PROVIDED TEXT:
━━━━━━━━━━━━━━━━━━━━

Govt in pressure of $1b foreign debt repayment

First 3-months of this year

Zarif Mahmud: The amount of foreign debt of Bangladesh has decreased. In the first three months of this year (January-March), the foreign debt status of Bangladesh has decreased to $99.30 billion. At the end of December last year (year 2023), the foreign debt position was $100.64 billion. In other words, foreign debt decreased by $1.34 billion in three months. Although in the previous quarter (October-December, 2023), foreign debt increased by $4 billion.
The sector stakeholders said that volatility has started in the dollar market since the beginning of 2022, which has not completely subsided yet. The government and Bangladesh Bank have made several plans to increase foreign loans. Among them, the International Monetary Fund (IMF), World Bank and Asian Development Bank (ADB) have agreed to take loans. Besides, Bangladesh Bank is trying to increase foreign loans to the private sector.
However, due to the instability in the dollar market, the private sector is more focused on repaying old loans than taking new loans. Therefore, the short-term debt of the private sector is decreasing rapidly. And due to the high interest rates of foreign loans, entrepreneurs are not taking loans. So foreign new loans are not increasing. In this, the short-term debt repayment is fast and the foreign debt is decreasing overall due to non-availability of new loans.
In the last three months, the external debt of both the public and private sectors has decreased. Analysis of the report shows that at the end of March this year, the amount of foreign debt of the Bangladesh government stood at $79 billion, which was $79.69 billion at the end of last December. According to this, in the last three months, foreign debt in the public sector has decreased by $68.90 billion.

━━━━━━━━━━━━━━━━━━━━

INPUT DATA:

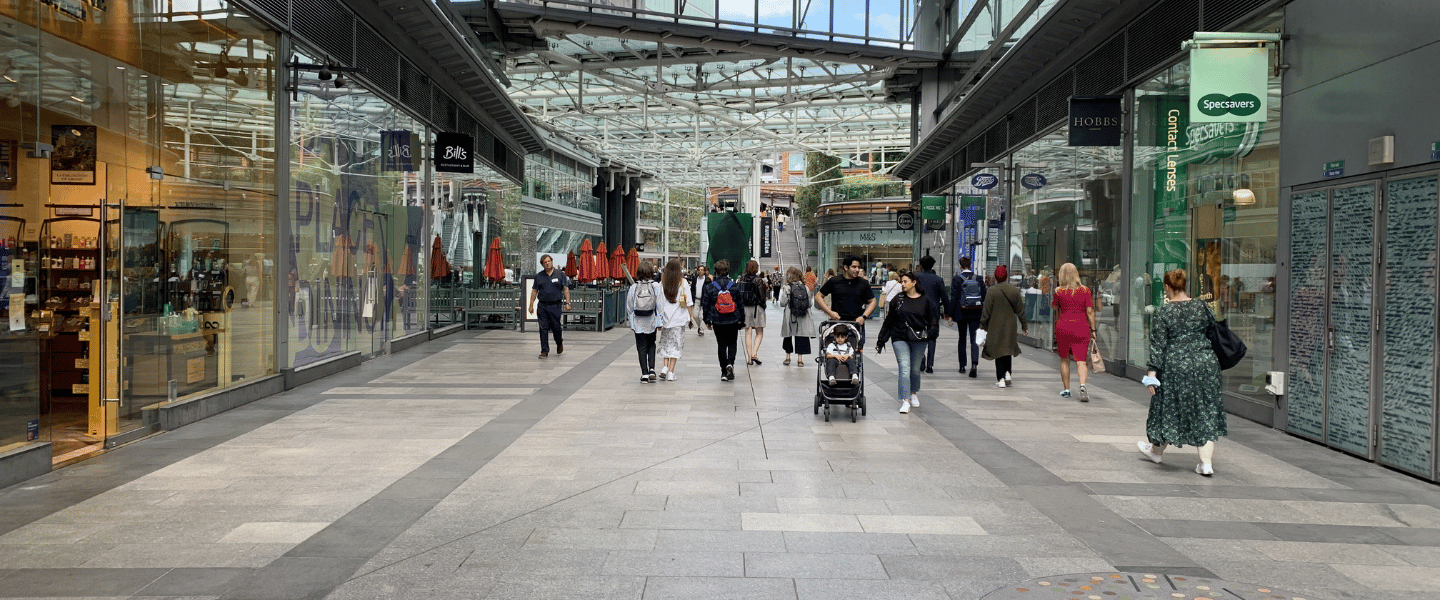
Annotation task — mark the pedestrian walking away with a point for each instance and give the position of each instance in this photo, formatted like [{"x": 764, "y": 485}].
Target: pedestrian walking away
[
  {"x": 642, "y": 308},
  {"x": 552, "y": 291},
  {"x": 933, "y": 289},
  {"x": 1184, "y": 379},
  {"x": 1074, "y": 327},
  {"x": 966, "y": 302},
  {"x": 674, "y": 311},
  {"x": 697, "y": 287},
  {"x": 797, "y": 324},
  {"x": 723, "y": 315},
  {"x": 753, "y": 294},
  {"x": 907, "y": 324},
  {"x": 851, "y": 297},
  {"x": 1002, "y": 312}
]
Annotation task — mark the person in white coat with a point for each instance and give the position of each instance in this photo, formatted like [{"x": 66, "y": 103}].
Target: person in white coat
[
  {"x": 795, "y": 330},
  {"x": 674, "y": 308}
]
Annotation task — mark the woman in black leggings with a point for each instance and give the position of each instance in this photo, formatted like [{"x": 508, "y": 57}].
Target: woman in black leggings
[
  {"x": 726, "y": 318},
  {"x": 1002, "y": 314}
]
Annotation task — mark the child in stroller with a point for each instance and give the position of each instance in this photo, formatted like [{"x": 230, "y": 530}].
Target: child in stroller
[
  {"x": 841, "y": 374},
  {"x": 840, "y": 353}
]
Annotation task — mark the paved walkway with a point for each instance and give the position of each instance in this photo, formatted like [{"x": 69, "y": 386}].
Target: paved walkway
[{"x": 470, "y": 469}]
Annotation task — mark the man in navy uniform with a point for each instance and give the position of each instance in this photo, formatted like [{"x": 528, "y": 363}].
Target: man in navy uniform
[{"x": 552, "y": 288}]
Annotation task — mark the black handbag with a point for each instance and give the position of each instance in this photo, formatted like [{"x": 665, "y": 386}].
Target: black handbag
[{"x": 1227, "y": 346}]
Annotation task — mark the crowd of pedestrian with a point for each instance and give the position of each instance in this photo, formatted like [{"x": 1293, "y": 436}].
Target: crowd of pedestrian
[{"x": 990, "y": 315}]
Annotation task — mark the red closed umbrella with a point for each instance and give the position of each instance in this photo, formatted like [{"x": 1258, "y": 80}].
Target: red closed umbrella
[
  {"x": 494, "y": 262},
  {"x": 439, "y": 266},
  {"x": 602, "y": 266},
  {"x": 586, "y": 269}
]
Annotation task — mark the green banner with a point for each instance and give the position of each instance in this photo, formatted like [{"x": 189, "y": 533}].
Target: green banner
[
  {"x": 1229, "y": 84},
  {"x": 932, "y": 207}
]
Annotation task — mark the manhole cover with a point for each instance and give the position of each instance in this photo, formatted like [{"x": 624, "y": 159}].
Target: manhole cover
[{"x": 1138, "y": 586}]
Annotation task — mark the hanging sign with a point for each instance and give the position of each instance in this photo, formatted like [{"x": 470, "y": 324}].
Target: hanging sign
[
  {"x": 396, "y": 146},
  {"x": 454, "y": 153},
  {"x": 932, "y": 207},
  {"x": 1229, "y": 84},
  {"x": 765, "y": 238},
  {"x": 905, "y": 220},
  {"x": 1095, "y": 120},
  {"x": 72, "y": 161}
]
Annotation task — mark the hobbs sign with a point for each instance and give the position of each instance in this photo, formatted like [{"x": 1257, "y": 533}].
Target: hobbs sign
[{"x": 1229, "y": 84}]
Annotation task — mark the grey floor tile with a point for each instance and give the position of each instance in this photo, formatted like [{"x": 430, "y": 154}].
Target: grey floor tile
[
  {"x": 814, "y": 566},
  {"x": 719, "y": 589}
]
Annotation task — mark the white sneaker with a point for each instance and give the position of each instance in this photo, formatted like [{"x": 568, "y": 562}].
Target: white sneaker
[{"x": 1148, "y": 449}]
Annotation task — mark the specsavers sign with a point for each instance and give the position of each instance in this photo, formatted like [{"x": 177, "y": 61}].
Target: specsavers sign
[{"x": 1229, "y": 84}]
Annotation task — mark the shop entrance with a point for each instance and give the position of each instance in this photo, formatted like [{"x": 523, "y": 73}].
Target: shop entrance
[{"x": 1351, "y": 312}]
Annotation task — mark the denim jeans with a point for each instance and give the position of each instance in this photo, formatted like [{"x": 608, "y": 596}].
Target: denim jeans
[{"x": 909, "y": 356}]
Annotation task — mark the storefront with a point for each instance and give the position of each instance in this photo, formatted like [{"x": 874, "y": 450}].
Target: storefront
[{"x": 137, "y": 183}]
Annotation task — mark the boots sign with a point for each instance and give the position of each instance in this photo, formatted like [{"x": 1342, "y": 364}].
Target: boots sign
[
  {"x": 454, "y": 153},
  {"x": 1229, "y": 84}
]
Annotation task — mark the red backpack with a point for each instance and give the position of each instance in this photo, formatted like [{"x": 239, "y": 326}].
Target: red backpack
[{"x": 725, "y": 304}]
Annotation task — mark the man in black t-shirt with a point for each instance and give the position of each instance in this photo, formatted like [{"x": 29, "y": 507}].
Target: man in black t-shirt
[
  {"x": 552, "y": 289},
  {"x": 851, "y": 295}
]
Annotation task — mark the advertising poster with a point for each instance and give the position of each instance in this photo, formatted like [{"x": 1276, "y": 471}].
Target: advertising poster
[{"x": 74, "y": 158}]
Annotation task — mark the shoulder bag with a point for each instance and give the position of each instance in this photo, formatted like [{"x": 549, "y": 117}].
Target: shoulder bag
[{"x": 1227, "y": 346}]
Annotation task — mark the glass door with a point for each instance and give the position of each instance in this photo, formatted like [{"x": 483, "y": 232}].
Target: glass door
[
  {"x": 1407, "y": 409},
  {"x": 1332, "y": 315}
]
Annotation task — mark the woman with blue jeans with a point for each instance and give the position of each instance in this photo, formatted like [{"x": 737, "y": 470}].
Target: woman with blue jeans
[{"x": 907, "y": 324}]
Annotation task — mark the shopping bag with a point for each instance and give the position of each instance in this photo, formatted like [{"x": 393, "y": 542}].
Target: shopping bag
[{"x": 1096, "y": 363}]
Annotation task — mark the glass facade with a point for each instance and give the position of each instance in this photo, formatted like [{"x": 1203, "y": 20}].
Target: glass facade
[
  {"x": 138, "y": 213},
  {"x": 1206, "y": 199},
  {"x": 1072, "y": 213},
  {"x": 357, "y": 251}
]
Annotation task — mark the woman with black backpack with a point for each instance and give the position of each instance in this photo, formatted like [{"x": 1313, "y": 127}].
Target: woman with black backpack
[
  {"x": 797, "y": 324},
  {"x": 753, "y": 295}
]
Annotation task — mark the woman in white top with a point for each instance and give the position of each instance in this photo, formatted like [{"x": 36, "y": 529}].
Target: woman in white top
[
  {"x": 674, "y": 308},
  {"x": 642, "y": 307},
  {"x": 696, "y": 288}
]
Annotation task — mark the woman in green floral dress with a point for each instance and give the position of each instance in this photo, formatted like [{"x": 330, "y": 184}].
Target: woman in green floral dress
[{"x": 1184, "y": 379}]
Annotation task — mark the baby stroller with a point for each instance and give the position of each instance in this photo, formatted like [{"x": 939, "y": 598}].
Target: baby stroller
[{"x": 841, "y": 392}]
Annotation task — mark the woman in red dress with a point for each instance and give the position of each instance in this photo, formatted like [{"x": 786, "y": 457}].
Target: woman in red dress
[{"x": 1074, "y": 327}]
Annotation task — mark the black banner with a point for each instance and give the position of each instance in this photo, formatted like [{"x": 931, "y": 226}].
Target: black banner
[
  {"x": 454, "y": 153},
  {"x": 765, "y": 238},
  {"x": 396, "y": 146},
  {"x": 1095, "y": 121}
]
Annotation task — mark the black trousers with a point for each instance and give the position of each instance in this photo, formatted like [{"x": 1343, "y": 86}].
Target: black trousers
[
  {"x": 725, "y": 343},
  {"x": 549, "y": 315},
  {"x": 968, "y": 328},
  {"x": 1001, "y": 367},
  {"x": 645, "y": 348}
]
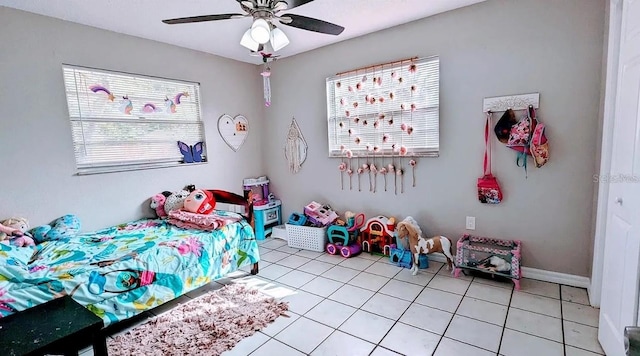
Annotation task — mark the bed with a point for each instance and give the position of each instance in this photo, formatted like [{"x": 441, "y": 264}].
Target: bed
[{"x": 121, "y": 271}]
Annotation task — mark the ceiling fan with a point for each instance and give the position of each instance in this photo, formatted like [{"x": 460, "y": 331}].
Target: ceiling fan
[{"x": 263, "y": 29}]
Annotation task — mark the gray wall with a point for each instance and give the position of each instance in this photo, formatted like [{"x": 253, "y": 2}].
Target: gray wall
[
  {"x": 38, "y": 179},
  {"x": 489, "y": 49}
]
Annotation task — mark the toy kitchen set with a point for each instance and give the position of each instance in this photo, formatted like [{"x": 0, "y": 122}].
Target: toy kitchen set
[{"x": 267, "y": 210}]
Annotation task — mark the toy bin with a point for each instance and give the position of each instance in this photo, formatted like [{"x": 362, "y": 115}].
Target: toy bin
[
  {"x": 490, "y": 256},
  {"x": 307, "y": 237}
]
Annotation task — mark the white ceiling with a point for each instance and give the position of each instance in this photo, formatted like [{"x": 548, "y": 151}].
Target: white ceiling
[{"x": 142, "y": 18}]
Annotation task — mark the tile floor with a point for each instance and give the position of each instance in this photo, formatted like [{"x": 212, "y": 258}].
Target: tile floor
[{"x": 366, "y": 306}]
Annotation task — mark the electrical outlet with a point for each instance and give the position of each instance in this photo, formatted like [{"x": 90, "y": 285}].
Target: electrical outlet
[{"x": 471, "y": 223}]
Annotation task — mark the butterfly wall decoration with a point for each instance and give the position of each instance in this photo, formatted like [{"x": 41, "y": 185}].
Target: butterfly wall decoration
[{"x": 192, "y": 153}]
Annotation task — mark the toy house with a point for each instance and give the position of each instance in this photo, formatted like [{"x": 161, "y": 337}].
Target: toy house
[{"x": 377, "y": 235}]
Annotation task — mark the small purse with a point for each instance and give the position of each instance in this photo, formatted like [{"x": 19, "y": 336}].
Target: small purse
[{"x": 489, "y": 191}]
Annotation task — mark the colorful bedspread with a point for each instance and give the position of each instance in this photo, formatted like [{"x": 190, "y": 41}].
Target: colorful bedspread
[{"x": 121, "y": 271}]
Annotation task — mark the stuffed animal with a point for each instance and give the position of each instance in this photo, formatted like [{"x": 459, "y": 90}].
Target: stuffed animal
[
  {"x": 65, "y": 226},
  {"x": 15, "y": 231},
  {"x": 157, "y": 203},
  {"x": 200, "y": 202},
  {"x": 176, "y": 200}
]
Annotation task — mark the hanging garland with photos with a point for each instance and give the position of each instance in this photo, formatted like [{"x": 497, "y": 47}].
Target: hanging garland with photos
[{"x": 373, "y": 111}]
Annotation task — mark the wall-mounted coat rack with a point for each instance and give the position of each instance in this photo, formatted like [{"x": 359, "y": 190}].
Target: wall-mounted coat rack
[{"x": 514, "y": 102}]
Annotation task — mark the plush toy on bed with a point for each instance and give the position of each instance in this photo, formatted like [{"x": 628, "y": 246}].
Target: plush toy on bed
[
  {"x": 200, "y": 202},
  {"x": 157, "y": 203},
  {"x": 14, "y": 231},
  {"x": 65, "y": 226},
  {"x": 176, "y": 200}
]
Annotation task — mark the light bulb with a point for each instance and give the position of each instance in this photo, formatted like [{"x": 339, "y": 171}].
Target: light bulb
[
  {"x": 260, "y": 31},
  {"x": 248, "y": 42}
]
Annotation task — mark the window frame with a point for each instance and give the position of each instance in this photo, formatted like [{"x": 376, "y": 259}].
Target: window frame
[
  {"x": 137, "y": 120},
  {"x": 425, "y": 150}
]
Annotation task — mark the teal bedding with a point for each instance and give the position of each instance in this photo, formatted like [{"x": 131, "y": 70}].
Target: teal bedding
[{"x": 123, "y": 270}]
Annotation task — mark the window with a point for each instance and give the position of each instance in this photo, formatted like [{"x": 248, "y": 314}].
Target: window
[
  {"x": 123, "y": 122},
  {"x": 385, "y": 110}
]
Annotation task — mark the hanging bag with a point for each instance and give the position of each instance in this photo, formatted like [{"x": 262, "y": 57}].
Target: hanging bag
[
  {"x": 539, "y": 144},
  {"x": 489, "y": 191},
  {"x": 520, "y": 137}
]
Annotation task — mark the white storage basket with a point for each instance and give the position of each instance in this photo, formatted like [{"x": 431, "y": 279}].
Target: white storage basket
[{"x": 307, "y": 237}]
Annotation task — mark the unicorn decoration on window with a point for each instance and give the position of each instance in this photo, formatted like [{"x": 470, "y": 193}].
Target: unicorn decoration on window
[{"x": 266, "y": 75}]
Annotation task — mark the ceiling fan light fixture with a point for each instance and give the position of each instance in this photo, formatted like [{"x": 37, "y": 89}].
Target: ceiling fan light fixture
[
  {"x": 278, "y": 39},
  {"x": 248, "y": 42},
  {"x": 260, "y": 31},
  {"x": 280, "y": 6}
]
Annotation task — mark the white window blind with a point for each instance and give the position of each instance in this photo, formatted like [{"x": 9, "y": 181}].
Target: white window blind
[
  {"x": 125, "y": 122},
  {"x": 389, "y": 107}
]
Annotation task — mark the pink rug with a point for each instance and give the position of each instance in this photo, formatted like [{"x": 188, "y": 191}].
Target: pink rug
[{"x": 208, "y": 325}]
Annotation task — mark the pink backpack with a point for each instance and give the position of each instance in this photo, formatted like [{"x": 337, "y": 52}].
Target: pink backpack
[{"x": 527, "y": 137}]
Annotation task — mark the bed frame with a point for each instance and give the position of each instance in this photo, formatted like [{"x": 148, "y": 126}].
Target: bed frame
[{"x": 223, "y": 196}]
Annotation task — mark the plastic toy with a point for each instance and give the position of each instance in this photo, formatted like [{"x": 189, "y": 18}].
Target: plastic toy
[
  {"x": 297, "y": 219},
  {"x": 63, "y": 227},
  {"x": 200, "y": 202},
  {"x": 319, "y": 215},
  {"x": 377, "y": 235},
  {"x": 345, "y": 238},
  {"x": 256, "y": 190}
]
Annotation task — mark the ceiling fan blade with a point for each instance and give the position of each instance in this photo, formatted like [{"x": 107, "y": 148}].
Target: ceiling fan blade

━━━━━━━━━━━━━━━━━━━━

WORK REQUEST: Translate this sentence from the article on Bangladesh's foreign debt into Spanish: "The government and Bangladesh Bank have made several plans to increase foreign loans." The lines after the article on Bangladesh's foreign debt are separate material and have nothing to do with it.

TASK RESPONSE: El gobierno y el Bangladesh Bank han elaborado varios planes para aumentar los préstamos extranjeros.